• _Work instructions_:
Please count how many lines in the records below contain the string "wing", and reply with that number alone.

• _Raw records_:

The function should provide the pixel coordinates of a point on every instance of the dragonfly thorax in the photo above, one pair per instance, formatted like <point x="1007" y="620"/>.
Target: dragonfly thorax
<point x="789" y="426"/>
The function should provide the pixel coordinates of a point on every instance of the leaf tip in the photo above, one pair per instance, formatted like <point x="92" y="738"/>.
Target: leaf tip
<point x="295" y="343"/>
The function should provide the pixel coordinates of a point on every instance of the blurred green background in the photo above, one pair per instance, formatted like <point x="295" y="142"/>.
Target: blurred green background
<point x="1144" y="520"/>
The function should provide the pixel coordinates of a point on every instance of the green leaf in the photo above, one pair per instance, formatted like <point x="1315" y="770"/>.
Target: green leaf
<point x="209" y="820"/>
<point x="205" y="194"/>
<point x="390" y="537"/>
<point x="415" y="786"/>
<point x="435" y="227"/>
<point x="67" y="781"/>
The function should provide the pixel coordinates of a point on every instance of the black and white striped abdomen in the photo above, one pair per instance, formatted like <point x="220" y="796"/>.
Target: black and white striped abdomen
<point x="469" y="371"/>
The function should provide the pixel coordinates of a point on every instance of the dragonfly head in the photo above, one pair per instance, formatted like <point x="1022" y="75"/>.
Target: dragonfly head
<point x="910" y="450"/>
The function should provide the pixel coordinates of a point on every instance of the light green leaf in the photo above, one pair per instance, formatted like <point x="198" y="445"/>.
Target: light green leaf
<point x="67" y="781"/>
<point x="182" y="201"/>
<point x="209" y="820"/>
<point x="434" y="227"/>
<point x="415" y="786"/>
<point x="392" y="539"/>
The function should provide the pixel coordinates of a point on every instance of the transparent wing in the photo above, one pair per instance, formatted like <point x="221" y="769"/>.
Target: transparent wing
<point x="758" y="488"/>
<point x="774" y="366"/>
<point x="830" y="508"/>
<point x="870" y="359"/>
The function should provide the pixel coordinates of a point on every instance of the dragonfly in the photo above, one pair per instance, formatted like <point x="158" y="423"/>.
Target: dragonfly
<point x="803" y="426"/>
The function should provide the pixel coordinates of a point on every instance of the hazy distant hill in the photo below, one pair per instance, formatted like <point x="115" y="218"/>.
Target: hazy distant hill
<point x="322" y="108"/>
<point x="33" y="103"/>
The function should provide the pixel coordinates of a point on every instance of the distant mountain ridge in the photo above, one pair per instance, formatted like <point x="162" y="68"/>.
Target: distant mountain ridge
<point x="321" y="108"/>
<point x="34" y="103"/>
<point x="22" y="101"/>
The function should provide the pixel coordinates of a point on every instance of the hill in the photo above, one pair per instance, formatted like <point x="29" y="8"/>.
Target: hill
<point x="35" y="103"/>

==

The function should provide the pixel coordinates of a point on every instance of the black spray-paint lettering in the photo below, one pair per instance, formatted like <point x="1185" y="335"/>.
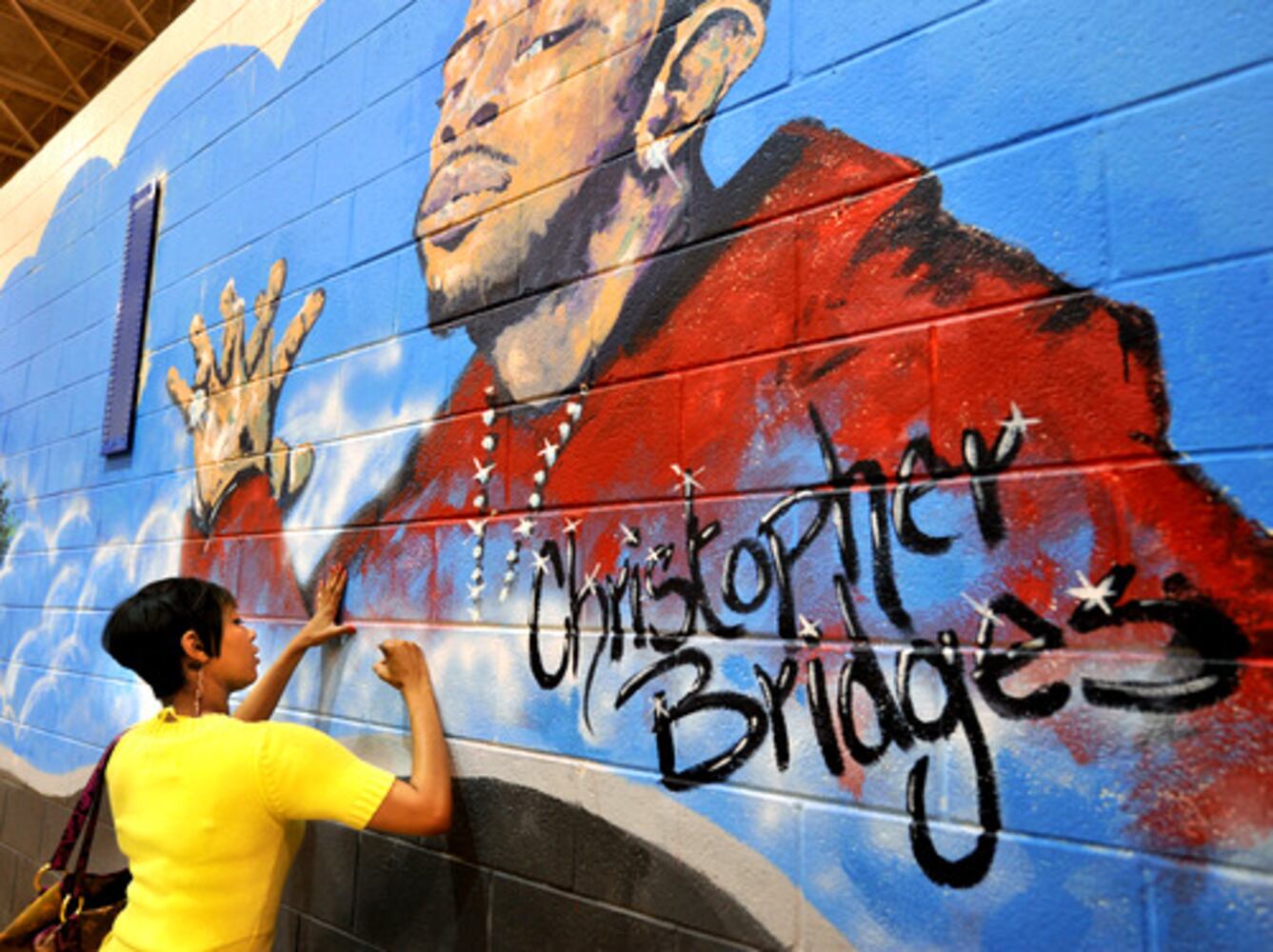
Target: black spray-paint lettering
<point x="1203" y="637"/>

• _The solution_:
2